# Aim
Rewrite every line of all the entries below as a numbered list, omitting any blank lines.

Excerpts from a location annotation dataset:
___

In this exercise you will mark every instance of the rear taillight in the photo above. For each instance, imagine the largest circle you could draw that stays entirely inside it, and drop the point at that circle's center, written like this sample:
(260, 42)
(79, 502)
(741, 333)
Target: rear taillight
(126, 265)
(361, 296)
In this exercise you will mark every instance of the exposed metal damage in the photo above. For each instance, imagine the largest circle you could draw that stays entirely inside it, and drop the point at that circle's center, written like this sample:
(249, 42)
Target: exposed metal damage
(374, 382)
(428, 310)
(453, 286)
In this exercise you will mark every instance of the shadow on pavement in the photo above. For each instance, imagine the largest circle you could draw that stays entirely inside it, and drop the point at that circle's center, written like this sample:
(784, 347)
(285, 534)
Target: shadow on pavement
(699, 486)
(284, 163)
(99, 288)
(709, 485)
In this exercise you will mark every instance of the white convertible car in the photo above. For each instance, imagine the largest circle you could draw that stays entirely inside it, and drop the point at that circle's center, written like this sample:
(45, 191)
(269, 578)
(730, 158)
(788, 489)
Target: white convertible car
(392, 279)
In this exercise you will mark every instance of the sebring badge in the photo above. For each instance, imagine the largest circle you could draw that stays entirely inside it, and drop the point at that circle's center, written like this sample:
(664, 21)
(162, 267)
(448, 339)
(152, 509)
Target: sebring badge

___

# Exercise result
1. In this exercise you will mark every instance of the rear taillight in the photo above. For each instance, imagine the largest circle you could draw that stays entirely inside it, and drop the point at that circle's center, written like this sample:
2. (260, 42)
3. (79, 502)
4. (741, 333)
5. Target: rear taillight
6. (126, 265)
7. (361, 296)
8. In this exercise you will mark every instance of the exposed metal damage in the photo above. For each instance, imagine the largest circle you could draw that stays entirely inside it, and drop the point at that circle's center, written like this sample:
9. (249, 42)
10. Target: exposed metal damage
11. (374, 382)
12. (428, 310)
13. (453, 286)
14. In this exercise you will mark every instance of the shadow on pavement in the photo above. For each instance, imagine the largest circle you could draw that stays entirely inside it, and drop the point at that circle's center, written like this sample:
15. (784, 347)
16. (285, 534)
17. Target: shadow on pavement
18. (699, 486)
19. (284, 163)
20. (99, 288)
21. (709, 485)
22. In this exercise you will mark every instance of the white convertible car in the photo above. For each instance, imagine the largest circle you could draw that stays entirely inside it, and drop the point at that circle's center, written like this sample:
23. (45, 191)
24. (269, 578)
25. (730, 158)
26. (788, 489)
27. Target: white convertible car
28. (392, 279)
29. In this exercise you will mark every instance of the sebring badge in the photo above. For each instance, imagine the largest circle you could draw that stays entirely inside it, and drop the point at that circle's center, written like this sample:
30. (664, 21)
31. (162, 267)
32. (448, 339)
33. (152, 509)
34. Target: sebring badge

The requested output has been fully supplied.